- **Work to be completed**
Both the line containing "Where is the shallow water" and the line containing "Where is the penguin tail" belong to the span. Output exactly that span from the listing below, and nothing outside it.

○ ○ ○

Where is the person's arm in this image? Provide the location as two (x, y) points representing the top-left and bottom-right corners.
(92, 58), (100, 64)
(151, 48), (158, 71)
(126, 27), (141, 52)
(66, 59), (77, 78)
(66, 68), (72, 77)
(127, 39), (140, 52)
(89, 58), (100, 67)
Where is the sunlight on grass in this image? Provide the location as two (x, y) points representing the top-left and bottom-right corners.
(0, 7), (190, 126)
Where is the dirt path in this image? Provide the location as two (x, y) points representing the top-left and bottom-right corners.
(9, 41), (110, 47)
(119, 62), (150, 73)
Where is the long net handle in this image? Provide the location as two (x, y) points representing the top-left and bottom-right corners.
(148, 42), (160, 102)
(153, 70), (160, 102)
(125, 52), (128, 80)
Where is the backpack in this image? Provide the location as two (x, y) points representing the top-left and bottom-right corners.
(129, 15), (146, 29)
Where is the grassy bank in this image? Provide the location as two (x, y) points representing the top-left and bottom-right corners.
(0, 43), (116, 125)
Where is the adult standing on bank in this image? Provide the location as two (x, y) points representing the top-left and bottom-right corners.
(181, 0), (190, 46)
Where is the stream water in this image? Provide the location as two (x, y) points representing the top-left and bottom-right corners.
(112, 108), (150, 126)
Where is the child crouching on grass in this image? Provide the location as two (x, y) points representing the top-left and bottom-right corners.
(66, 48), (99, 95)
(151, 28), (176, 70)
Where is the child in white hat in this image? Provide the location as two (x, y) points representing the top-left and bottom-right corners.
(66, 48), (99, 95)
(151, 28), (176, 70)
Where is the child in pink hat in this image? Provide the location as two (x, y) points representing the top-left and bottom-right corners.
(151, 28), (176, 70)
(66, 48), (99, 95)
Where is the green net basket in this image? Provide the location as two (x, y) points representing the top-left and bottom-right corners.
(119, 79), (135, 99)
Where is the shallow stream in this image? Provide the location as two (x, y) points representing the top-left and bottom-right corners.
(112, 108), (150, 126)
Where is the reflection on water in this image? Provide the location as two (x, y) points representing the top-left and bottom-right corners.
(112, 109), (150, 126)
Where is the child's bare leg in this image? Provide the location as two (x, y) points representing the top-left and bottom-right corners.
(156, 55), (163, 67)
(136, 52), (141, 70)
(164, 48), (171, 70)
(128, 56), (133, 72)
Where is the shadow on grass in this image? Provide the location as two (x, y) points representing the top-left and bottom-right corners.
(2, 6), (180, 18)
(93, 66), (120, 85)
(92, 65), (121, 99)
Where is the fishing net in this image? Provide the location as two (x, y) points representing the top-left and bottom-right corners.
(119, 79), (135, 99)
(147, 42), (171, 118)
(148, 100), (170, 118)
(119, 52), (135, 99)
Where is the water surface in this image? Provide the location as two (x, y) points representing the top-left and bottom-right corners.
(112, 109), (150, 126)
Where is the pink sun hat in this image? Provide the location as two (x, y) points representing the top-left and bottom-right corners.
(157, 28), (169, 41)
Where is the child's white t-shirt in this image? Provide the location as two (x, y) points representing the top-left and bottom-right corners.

○ ○ ○

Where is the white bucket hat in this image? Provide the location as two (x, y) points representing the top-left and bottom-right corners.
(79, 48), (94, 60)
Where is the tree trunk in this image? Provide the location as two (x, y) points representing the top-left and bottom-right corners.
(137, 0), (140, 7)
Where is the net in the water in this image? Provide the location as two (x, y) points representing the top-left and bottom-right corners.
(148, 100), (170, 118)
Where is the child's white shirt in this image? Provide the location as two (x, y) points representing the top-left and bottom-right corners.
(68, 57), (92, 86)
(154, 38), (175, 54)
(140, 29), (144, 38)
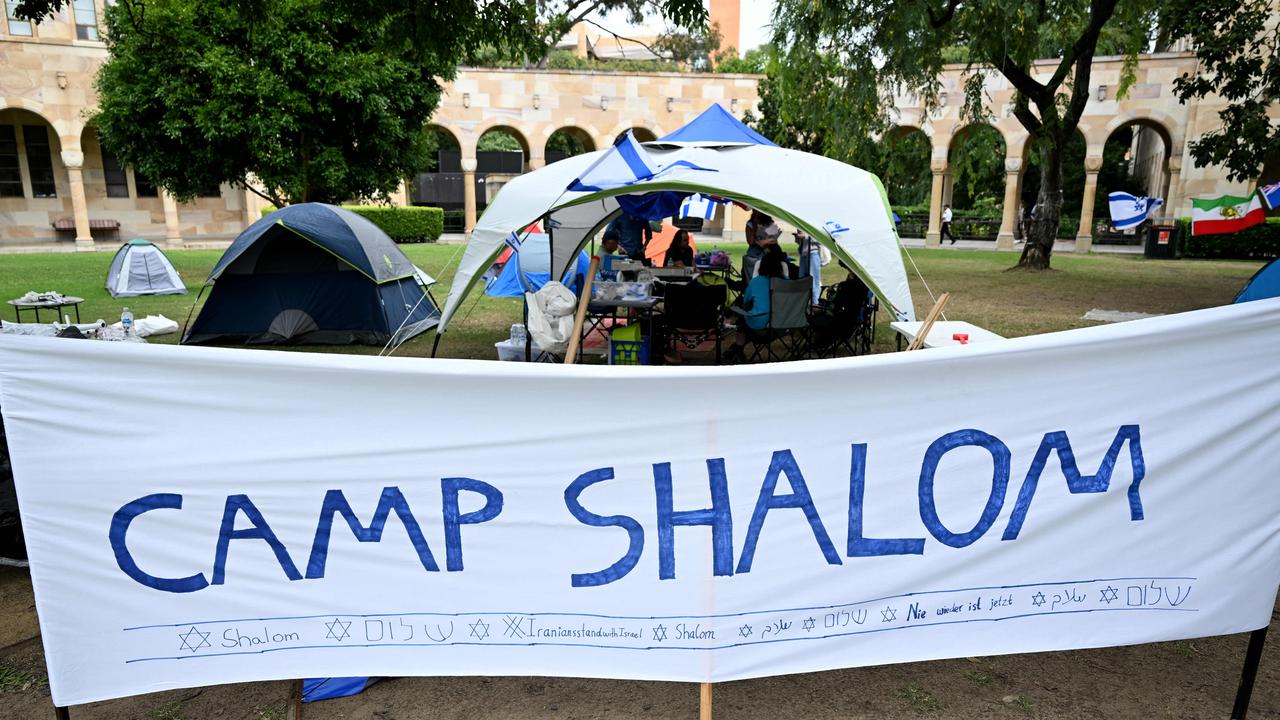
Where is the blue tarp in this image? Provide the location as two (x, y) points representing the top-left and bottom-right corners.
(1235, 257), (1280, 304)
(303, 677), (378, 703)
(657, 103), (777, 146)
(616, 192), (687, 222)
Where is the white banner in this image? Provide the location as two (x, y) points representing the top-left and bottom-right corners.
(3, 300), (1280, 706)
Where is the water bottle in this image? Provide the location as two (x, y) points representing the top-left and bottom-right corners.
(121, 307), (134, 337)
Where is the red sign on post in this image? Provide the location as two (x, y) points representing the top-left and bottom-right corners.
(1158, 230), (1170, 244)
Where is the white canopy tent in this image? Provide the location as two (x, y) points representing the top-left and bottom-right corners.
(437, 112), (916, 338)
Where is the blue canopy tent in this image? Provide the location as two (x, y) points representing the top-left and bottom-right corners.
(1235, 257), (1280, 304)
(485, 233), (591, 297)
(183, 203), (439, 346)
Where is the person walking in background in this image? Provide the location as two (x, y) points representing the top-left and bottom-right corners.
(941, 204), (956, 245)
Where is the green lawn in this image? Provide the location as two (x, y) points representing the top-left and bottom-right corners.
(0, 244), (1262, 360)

○ ○ ○

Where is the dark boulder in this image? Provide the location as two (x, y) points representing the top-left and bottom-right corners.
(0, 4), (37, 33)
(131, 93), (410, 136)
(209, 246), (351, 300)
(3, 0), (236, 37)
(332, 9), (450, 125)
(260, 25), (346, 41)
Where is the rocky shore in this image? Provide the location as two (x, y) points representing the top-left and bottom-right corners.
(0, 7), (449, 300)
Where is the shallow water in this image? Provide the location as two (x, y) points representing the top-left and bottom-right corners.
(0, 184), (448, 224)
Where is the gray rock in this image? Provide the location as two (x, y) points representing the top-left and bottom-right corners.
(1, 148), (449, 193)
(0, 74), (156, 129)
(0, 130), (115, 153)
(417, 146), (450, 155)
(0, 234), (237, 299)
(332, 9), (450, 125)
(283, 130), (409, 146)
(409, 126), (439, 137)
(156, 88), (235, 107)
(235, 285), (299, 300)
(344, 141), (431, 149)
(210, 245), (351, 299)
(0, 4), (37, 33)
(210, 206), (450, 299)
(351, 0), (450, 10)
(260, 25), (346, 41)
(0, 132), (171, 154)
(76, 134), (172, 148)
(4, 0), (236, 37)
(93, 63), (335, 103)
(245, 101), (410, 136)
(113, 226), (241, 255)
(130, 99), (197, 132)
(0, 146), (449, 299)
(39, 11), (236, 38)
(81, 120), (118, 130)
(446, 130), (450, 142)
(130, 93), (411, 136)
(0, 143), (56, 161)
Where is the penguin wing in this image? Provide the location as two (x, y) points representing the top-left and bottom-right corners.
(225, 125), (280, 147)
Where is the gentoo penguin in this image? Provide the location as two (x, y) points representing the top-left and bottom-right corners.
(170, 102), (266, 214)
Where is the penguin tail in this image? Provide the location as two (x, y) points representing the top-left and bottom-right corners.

○ ○ ○

- **Exercise result**
Where is the shallow water in this image? Provide the location as two (x, y) points representing the top-left and bottom-right corners.
(0, 184), (448, 224)
Where is the gray rock in this image? Provide the location as two (x, y) points representing the top-left and bottom-right corners.
(1, 148), (449, 193)
(0, 74), (156, 129)
(0, 130), (115, 153)
(417, 146), (450, 155)
(0, 234), (237, 299)
(332, 9), (450, 125)
(283, 130), (409, 146)
(409, 126), (439, 137)
(156, 88), (235, 107)
(235, 285), (299, 300)
(344, 141), (431, 149)
(210, 245), (351, 299)
(0, 4), (37, 33)
(210, 206), (450, 299)
(351, 0), (450, 10)
(260, 25), (346, 41)
(0, 132), (171, 154)
(76, 134), (172, 148)
(4, 0), (236, 37)
(93, 63), (335, 103)
(245, 101), (410, 136)
(113, 226), (241, 255)
(130, 99), (197, 132)
(0, 146), (449, 299)
(39, 11), (236, 38)
(81, 120), (118, 130)
(446, 130), (450, 142)
(130, 93), (411, 136)
(0, 143), (56, 161)
Where is the penguin wing in this image? Provide the location as two (x, y) points representing the top-left and bottom-right corners.
(225, 125), (280, 147)
Where is the gentoo penguin in this image? Provide the location as two (x, y) points representing the top-left and bottom-right corners.
(170, 102), (266, 214)
Where is the penguin tail in this image? Provide the location as two (x, y) points representing the top-left and bottom-right corners.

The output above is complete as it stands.